INFORMATION PROVIDED
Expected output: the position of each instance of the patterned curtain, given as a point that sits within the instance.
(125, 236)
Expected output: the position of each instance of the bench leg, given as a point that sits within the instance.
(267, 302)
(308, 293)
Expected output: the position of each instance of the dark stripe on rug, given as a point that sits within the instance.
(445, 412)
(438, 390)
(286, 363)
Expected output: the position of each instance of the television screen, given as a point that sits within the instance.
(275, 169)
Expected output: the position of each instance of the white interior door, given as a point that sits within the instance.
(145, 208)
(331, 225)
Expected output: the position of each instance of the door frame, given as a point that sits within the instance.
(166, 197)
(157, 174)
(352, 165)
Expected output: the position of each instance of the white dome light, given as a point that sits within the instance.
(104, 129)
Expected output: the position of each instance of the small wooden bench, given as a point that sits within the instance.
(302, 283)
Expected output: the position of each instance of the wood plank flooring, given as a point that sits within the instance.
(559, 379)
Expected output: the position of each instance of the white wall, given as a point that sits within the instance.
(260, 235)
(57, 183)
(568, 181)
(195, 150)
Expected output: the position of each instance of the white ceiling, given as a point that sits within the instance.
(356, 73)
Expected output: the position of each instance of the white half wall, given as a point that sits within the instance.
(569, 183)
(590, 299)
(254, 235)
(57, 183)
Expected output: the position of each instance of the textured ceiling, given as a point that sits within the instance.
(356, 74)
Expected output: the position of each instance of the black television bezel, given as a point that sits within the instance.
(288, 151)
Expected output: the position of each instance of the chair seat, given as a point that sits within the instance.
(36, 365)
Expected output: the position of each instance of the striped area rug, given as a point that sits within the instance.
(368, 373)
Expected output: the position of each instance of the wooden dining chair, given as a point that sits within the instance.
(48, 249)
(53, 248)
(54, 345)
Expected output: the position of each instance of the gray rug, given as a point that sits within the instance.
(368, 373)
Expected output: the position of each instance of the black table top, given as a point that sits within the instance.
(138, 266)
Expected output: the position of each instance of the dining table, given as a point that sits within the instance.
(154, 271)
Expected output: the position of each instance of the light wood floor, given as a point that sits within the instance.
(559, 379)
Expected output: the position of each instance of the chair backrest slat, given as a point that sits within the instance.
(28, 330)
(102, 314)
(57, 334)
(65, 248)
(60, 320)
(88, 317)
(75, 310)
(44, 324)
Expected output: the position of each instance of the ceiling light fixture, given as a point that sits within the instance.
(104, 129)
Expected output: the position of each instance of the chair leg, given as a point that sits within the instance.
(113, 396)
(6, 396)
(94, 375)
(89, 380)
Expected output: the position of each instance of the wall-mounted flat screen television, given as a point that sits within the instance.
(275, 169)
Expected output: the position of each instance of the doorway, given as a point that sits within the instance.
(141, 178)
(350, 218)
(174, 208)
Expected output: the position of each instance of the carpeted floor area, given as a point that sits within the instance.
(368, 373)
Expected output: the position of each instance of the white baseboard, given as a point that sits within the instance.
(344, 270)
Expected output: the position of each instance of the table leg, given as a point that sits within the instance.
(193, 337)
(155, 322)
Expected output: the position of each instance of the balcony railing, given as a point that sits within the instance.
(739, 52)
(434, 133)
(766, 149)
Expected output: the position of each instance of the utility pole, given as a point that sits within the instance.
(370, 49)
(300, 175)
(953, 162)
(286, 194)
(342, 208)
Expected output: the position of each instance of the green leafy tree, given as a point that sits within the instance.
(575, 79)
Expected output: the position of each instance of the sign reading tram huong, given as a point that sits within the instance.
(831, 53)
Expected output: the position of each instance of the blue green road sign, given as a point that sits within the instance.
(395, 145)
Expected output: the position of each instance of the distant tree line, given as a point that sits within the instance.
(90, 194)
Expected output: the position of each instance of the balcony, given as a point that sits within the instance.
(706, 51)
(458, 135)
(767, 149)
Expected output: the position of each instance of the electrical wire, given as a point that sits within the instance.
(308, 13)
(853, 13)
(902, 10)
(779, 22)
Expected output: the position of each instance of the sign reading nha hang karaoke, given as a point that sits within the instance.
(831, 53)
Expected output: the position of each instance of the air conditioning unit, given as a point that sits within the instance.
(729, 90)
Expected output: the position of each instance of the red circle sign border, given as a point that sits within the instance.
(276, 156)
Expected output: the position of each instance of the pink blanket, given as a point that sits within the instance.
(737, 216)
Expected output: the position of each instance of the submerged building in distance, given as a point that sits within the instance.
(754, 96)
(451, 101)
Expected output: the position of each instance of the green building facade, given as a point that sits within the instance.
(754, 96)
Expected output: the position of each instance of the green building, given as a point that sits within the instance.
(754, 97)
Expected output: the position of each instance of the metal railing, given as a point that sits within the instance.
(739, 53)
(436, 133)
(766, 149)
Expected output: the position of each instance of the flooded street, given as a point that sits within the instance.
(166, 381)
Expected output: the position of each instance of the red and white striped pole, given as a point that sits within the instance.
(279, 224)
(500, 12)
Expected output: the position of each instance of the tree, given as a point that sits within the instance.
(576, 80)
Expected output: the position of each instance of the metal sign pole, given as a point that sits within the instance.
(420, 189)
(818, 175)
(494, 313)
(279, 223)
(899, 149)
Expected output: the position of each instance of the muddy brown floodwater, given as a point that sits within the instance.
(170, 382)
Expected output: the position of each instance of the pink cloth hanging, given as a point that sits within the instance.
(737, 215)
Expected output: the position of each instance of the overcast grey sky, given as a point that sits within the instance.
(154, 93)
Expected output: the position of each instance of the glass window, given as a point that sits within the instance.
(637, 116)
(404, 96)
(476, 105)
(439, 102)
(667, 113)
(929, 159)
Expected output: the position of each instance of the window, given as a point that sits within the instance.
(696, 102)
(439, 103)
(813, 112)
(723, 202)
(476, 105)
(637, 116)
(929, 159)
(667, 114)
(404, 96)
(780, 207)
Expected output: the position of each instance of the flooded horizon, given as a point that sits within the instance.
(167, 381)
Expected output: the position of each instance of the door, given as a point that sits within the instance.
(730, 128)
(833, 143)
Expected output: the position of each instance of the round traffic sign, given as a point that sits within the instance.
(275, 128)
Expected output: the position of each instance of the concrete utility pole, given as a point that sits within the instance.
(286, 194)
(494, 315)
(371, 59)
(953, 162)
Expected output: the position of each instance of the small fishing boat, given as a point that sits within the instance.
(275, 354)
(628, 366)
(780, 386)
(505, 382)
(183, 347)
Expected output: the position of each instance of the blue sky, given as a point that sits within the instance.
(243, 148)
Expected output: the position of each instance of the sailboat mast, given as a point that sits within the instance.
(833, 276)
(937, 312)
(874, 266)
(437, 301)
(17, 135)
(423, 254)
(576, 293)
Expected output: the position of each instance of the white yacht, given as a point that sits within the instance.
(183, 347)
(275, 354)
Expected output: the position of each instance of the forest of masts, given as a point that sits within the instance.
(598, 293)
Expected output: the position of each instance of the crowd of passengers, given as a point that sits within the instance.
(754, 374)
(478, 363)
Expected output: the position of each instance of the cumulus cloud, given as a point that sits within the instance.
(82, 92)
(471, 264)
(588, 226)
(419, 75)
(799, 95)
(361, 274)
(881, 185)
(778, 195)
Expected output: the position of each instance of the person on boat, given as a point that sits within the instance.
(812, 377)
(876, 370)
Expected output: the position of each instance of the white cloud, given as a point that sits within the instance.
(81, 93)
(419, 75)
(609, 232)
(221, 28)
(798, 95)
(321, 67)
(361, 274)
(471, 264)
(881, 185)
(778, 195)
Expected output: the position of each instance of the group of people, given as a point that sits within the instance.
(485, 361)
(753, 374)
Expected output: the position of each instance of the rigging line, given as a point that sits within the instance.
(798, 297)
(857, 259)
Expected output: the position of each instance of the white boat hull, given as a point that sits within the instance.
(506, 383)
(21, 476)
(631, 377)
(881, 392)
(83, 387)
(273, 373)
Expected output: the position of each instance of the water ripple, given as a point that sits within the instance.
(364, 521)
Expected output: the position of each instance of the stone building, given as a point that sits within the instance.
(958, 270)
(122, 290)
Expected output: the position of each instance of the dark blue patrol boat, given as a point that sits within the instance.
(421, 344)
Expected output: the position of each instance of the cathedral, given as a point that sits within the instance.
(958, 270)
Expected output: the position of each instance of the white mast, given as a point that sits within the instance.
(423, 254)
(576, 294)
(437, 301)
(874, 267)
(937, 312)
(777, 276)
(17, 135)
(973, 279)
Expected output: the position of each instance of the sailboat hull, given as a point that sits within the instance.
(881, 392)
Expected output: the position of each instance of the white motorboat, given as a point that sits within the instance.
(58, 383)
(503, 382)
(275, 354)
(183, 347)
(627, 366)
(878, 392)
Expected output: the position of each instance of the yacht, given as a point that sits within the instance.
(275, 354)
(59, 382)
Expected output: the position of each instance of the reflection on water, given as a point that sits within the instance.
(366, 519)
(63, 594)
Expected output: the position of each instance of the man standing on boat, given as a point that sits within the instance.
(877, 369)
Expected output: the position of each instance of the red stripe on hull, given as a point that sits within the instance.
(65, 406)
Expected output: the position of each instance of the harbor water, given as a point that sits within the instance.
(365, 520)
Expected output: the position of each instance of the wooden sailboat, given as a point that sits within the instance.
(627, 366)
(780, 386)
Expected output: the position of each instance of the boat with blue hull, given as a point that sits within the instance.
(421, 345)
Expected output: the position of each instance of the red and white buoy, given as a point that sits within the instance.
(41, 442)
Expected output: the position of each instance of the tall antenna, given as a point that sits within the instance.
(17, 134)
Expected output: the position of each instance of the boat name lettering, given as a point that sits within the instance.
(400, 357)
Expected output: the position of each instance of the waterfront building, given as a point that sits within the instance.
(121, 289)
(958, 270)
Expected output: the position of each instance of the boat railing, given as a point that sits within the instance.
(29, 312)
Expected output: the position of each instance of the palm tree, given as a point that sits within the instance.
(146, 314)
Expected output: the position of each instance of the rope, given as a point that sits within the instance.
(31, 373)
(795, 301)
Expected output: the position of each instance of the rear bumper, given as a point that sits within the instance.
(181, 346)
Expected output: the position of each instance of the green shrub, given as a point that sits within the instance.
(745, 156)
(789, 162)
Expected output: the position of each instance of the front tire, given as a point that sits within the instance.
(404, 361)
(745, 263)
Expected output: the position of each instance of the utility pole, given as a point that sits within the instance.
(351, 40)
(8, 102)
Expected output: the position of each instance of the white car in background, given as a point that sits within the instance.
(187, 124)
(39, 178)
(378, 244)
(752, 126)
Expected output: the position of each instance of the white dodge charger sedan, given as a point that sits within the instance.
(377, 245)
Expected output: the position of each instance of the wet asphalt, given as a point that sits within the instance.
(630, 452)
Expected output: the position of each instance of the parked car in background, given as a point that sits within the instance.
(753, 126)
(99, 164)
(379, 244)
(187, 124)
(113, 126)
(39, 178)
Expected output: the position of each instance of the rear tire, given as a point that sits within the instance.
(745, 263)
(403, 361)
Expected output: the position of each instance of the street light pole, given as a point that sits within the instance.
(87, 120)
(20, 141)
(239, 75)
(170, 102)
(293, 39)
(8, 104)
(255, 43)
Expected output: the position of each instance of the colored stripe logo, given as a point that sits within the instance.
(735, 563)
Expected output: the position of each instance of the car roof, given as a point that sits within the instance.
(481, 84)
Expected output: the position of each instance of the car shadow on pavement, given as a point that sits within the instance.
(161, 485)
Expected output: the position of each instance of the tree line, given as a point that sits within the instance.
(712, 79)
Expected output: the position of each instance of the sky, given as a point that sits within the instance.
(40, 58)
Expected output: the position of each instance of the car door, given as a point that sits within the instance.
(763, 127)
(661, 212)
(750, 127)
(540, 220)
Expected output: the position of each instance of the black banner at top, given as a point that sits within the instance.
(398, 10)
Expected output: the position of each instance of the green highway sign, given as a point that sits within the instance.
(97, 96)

WORK REQUIRED
From the line that contains "car roof, given" to the last line of the material above, repeat every line exactly, keeping both the first and the last.

SOLVED PROBLEM
Expected output: the position of each instance of the car roof, given as a point that sits within the instance.
(481, 84)
Expected output: the position of each instance of the car shadow on pavement, given as a point that sits within the instance.
(161, 485)
Expected output: the position of each instance of the tree line, given as a point that sits within the instance.
(712, 79)
Expected output: the position of each instance of the sky, given as a point that sits within the instance.
(40, 58)
Expected output: the position of each instance of the car door, given as a point that sits within the instance.
(763, 127)
(661, 212)
(750, 127)
(540, 220)
Expected output: the position of each instance of the black banner at top, given as a point that sits within the instance.
(398, 10)
Expected output: the position of each instance of the green highway sign, given as a point that sits within the instance.
(97, 96)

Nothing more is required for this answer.